Direction A.
For each statement about the distributed systems page, answer yes or no and quote the words of the page that decide it. (i) Calls between datacenters can take 50 to 150 milliseconds. (ii) NTP can remove clock skew entirely. (iii) With Lamport timestamps, L(a) < L(b) guarantees that a → b.
Direction B.
Return word for word the passage of the distributed systems page starting with "Serialization overhead and" and going on through "Encrypt, authenticate, authorize.".

Page excerpt.
'''

Distributed Systems

Distributed Systems Fundamentals

The core principles behind building reliable systems across multiple machines: time, consensus, consistency, replication, partitioning, transactions, and failure handling.

01 / Fallacies & Foundations

The 8 Fallacies of Distributed Computing

Peter Deutsch (and James Gosling) identified eight false assumptions that developers new to distributed systems invariably make. Every design decision in this field stems from accepting that these assumptions are wrong.

1. The network is reliable

Packets get dropped, cables get cut, switches fail. You must design for message loss.

2. Latency is zero

Every network hop adds delay. Cross-datacenter calls can be 50-150ms. Design accordingly.

3. Bandwidth is infinite

Serialization overhead and network saturation are real constraints on throughput.

4. The network is secure

Every network boundary is an attack surface. Encrypt, authenticate, authorize.

5. Topology doesn't change

Servers come and go. Cloud instances are ephemeral. Service discovery matters.

6. There is one administrator

Multiple teams, orgs, and cloud providers own different parts of the infrastructure.

7. Transport cost is zero

Serialization, deserialization, and moving data across the wire all have real costs.

8. The network is homogeneous

Different hardware, OS versions, protocols, and software stacks must interoperate.

Why This Matters
Every protocol, algorithm, and pattern in distributed systems exists because one or more of these fallacies was violated. When you see retry logic, timeouts, consensus protocols, or replication -- they all trace back to these realities.
02 / Time & Ordering

Clocks in Distributed Systems

There is no global clock. Physical clocks drift, and NTP can only reduce -- not eliminate -- skew. Distributed systems need logical or hybrid clocks to establish event ordering.

Lamport Timestamps

Each process maintains a counter. On local events, increment. On send, attach the counter. On receive, set counter to max(local, received) + 1. This gives a partial order: if a → b then L(a) < L(b), but the converse is not true.

'''

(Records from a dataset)
'''

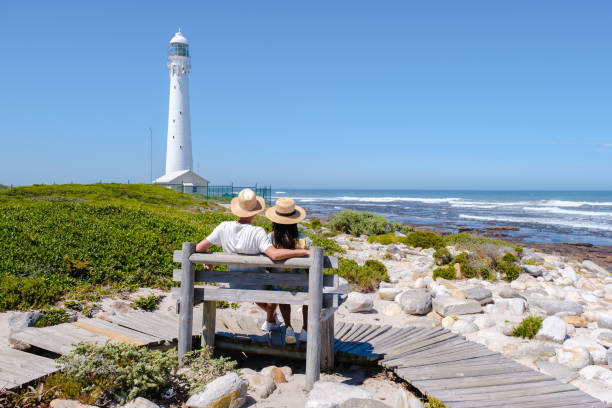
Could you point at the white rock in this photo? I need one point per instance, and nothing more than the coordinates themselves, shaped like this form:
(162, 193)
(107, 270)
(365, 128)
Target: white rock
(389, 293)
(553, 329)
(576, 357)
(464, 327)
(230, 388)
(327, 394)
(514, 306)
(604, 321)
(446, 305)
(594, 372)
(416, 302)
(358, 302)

'''
'''

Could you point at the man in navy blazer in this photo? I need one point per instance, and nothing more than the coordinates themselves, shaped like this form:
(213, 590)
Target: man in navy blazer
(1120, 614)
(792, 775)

'''
'''

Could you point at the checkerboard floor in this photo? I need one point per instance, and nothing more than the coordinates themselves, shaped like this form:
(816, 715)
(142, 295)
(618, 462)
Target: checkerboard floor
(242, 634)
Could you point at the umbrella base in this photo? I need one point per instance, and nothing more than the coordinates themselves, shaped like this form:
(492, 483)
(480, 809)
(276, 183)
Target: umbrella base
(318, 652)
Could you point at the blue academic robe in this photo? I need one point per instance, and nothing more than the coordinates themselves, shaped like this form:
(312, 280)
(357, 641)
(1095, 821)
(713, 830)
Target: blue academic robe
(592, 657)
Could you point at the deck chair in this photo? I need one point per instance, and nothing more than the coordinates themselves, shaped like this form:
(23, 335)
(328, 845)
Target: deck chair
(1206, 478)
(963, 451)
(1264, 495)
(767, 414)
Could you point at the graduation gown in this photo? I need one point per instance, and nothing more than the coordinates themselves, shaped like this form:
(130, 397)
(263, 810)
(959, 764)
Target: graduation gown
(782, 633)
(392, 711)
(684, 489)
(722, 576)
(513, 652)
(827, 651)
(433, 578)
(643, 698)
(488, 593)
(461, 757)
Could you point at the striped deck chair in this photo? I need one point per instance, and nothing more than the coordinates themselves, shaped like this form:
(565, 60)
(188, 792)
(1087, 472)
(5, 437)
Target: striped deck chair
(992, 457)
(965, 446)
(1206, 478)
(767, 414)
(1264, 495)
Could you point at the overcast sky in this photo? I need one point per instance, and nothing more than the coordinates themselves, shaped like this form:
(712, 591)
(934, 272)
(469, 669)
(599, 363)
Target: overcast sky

'''

Full output A.
(i) Yes: "Cross-datacenter calls can be 50-150ms."
(ii) No: "NTP can only reduce -- not eliminate -- skew."
(iii) No: "if a → b then L(a) < L(b), but the converse is not true."

Full output B.
Serialization overhead and network saturation are real constraints on throughput.

4. The network is secure

Every network boundary is an attack surface. Encrypt, authenticate, authorize.